Selected extract
- - -

In this series of articles, John expands on his G7 presentation and explores those challenges in more detail. In some cases, he make some suggestions for how we might address them, based both on interviews with some of the mining greats and his own lifetime of experience in the industry. In others, he poses questions to provoke thought and discussion for inclusion in a future update.

The articles are gathered in a single publication readers can download from the Swann Group website research page: https://the-swann-group.com/research/.

In this second article John considers the difficulties in raising funding for mining.

Mining and the lack of external investment

If mining fails to build a new compact with society it will become increasingly difficult to attract funding from traditional sources.

This imperative is made even more critical owing to the rise in ESG-focused investments, which in Europe in 2019 amounted to EUR 1.66 trillion AUM, representing 15.1% of total mutual fund assets (PwC - The growth opportunity of the century). The vast majority of the European institutional investment community expect that ESG and non-ESG products will converge next year, and 77% will stop investing in non-ESG products then.

By 2025, PwC forecasts European ESG investments to reach EUR5.5 - Eur 7.6 trillion, representing up to 57% of the total. Persuading these investors that mining should be the target of their decisions will be challenging.

Organisations have a choice about how to respond. The temptation of green washing, which will render ESG meaningless in the same way CSR often became meaningless, will be too difficult to resist for many.

- - -

Information given
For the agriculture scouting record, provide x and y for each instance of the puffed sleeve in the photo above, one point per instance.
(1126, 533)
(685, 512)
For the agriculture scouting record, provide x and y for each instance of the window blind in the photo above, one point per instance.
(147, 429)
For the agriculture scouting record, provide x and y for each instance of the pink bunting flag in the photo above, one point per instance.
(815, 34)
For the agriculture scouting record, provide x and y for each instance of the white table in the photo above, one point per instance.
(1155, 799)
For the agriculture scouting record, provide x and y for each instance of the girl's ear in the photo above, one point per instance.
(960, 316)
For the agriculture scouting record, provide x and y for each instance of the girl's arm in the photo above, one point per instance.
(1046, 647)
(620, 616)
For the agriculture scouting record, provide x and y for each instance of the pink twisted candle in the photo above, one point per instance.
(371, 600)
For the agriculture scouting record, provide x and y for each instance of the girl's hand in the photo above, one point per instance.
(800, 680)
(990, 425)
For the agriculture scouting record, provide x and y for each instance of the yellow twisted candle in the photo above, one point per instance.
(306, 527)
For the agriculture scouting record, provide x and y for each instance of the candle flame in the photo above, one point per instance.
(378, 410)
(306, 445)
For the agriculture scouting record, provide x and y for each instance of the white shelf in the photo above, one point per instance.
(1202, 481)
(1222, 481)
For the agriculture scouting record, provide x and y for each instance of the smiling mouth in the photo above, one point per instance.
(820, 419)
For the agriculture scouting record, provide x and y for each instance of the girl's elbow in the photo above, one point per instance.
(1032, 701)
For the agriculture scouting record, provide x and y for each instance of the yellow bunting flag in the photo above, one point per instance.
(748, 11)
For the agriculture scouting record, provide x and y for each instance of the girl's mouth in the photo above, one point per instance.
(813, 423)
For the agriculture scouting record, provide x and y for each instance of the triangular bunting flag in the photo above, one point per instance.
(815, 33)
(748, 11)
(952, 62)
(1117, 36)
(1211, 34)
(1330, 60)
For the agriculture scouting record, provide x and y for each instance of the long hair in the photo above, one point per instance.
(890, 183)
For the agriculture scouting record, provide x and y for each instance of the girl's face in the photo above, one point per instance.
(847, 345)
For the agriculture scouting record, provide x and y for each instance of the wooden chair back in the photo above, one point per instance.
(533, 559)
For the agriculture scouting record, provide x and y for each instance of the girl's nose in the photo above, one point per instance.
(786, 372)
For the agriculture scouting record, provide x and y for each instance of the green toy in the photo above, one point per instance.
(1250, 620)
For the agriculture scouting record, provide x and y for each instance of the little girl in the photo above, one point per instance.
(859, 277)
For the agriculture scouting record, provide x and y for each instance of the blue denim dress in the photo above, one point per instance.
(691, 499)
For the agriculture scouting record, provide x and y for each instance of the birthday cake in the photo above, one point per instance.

- - -

Problems to work on
A) List every percentage that appears in the article on mining funding.
B) Extend the article on mining funding with the next few paragraphs, starting after its last sentence.

Solved problems
A)
15.1%
77%
57%

B)
For the less myopic, making positive change is obviously the best option, providing better returns for shareholders and investors, improving the running of the business, and contributing to a more positive profile for the industry.  

There is a chasm between investor perception and mining reality that needs to be closed, nevertheless with the right positioning and messaging, we anticipate mining will continue to attract investment from those investors able to take a longer-term perspective.

Why Invest? Sources of funding Challenges
  • Exposure to underlying commodity - proxy for gold, copper - ETFs
  • Capital growth - IRR, DCF 
  • Counter cyclical - defensive, portfolio management (long / short strategies) 
  • Yield - dividend stream, buy backs - and time frame / consistency
  • Hedging 
  • Traditional banks - corporate debt, project finance, PXF, structured debt, receivables, reserve base lending, trade finance, inventory finance
  • Bond Issuance - convertibles, hybrid, fixed income, floating rate notes, project bonds
  • Government agencies - Export Agencies, IDC, World Bank, EBRD, Coface, KfW
  • Traditional equity- IPOs, placements, rights issues
  • Private equity - ordinary, preference shares
  • Sovereign wealth funds - ordinary, preference shares
  • Royalty agreements, streaming agreements
  • End users - off-take funding, PXF, trading houses 
  • Production hedging - off take, conversion cycle finance
  • Mezzanine funding - PIK, warrants, subordinated instruments 
  • High net worth individuals and Family Offices
  • Risk assessment - perceived and real - technical, geo-political
  • Cyclical nature of commodity cycle
  • ESG issues increasingly important and will negatively impact valuations and trading multiples
  • Comparative performance - industry / corporate / commodity
  • Riding the China investment proxy wave - Belt & Road investment for next 20 years 
  • Off take demand perception - Electric Vehicles v source of power generation
  • Investment growth - brownfield, greenfield, price taker or price influencer 
  • Capital intensive - cash burn when cash is king
  • Equator Principals impacting debt availability.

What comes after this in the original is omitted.